# Available records
*** Begin section ***
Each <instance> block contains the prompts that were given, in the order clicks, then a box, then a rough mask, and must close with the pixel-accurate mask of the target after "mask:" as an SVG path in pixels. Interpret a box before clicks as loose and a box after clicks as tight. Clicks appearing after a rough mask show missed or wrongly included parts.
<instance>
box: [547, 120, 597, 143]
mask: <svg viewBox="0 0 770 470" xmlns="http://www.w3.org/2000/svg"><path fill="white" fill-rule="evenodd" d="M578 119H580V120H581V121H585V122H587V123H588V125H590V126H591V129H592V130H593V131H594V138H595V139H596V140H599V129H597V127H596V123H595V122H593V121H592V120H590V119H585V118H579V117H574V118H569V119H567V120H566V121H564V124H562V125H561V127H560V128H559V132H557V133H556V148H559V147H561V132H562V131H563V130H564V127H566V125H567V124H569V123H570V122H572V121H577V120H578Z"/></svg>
*** End section ***
*** Begin section ***
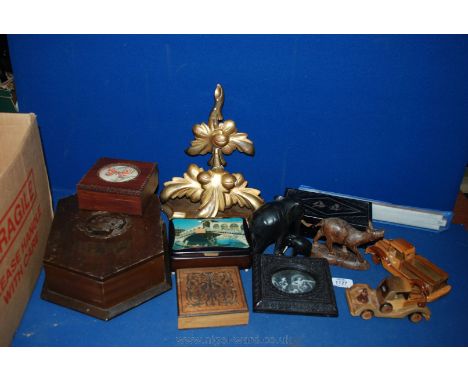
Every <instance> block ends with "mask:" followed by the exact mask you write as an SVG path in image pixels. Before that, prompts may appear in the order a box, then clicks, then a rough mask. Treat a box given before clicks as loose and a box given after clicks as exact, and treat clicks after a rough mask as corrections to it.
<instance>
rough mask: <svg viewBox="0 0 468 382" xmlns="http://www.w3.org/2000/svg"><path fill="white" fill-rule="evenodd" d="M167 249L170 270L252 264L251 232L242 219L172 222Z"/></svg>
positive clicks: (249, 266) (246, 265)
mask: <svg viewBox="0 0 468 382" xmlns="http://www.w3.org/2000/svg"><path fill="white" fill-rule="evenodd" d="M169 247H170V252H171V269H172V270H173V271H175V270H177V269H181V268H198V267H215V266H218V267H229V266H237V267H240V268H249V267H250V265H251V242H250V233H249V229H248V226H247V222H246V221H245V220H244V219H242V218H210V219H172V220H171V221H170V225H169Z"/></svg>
*** End section ***
*** Begin section ***
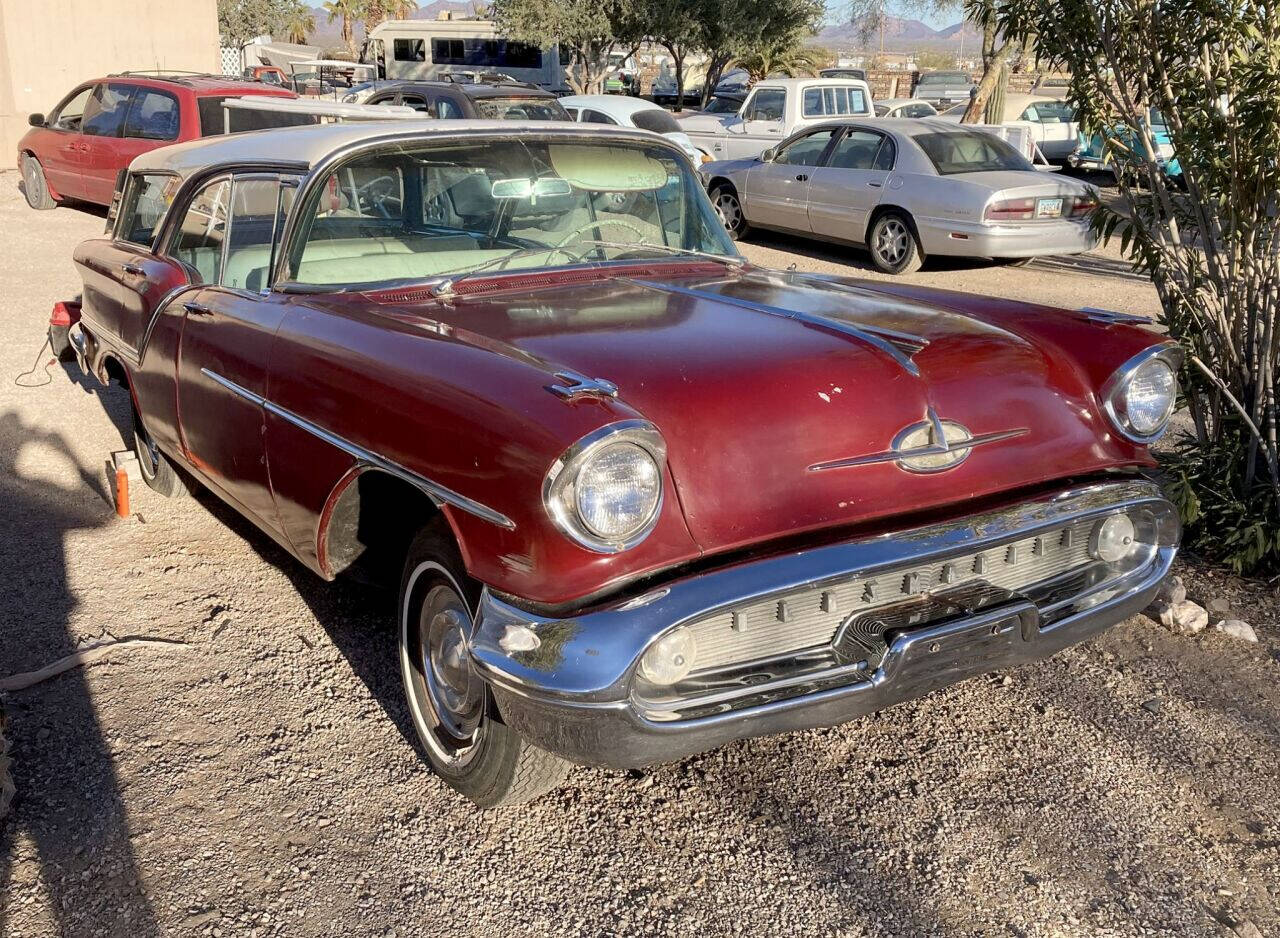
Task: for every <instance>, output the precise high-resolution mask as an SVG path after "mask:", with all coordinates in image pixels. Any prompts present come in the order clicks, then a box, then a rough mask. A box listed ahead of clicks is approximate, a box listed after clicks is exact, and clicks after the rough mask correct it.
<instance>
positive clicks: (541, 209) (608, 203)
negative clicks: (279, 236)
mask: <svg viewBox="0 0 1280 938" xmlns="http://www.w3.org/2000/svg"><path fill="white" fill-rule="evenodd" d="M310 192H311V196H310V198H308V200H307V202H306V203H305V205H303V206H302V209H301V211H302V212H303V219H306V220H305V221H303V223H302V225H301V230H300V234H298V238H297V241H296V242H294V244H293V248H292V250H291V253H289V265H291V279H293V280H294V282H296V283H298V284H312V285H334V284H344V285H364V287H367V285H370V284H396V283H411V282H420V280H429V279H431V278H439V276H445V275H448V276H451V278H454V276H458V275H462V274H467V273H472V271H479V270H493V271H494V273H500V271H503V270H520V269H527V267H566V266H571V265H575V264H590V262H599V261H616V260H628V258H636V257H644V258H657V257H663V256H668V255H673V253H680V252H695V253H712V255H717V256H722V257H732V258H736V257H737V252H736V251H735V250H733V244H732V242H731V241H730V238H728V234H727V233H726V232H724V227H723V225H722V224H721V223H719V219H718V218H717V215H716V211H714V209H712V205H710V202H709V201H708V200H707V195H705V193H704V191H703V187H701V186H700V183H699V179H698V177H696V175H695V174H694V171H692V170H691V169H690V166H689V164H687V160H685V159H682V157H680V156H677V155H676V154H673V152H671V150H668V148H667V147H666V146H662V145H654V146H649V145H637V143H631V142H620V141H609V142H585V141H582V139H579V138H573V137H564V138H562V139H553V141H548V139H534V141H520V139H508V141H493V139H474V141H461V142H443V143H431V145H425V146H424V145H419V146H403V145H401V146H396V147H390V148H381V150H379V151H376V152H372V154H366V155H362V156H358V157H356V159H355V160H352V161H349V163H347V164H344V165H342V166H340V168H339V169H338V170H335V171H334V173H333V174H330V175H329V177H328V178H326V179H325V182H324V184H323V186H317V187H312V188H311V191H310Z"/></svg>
*** End section ***
# Your assignment
Can you give the lines above, starting at the one containing "Each <instance> block" and ending at the one containing "box: [547, 120, 597, 143]", as a JSON list of strings, one string per line, with blank lines left out?

# Answer space
[
  "Each <instance> block contains the prompts that were given, in the order clicks, then a box, then a rough mask, and must close with the pixel-accurate mask of the target after \"mask:\" as an SVG path in pixels. Interpret a box before clicks as loose and a box after clicks as tight. Clicks appearing after a rough mask show missed or wrongly included parts.",
  "<instance>",
  "box: [547, 120, 597, 143]"
]